# [ZEILEN ZUR AUFGABE]
┌──

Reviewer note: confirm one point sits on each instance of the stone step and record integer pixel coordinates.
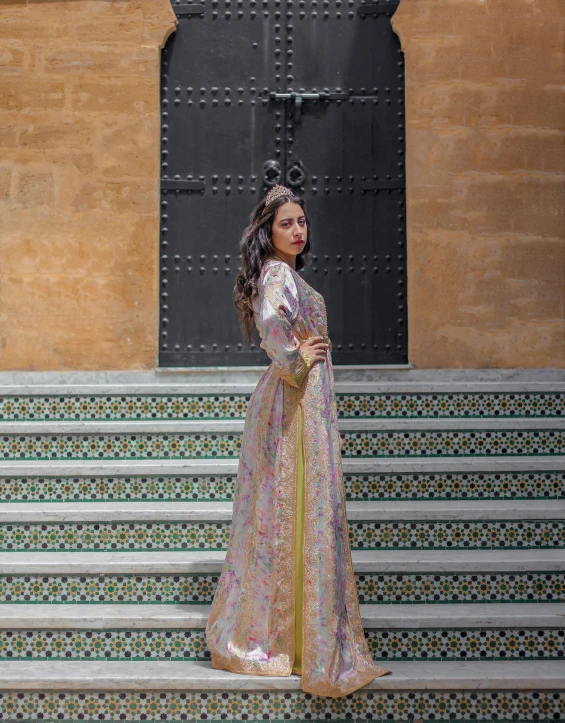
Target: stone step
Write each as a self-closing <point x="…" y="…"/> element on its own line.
<point x="387" y="561"/>
<point x="369" y="401"/>
<point x="454" y="439"/>
<point x="395" y="577"/>
<point x="90" y="616"/>
<point x="159" y="526"/>
<point x="163" y="676"/>
<point x="235" y="426"/>
<point x="179" y="691"/>
<point x="152" y="642"/>
<point x="399" y="479"/>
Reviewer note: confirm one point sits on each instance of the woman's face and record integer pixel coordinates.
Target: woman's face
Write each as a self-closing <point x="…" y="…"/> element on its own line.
<point x="289" y="233"/>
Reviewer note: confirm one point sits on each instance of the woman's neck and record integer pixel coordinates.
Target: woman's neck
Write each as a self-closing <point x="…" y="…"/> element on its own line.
<point x="287" y="258"/>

└──

# [ZU ERLEDIGEN]
Schreibe ohne jede Änderung ab, was mit der Zeile mit „neck and record integer pixel coordinates.“ beginnt und bis zum Ende der Zeilen reicht, beide Enden eingeschlossen.

# [DEINE ANTWORT]
Reviewer note: confirm one point sits on each instance of the woman's neck and record integer pixel coordinates.
Target: woman's neck
Write each as a self-closing <point x="…" y="…"/> element on its own line.
<point x="287" y="258"/>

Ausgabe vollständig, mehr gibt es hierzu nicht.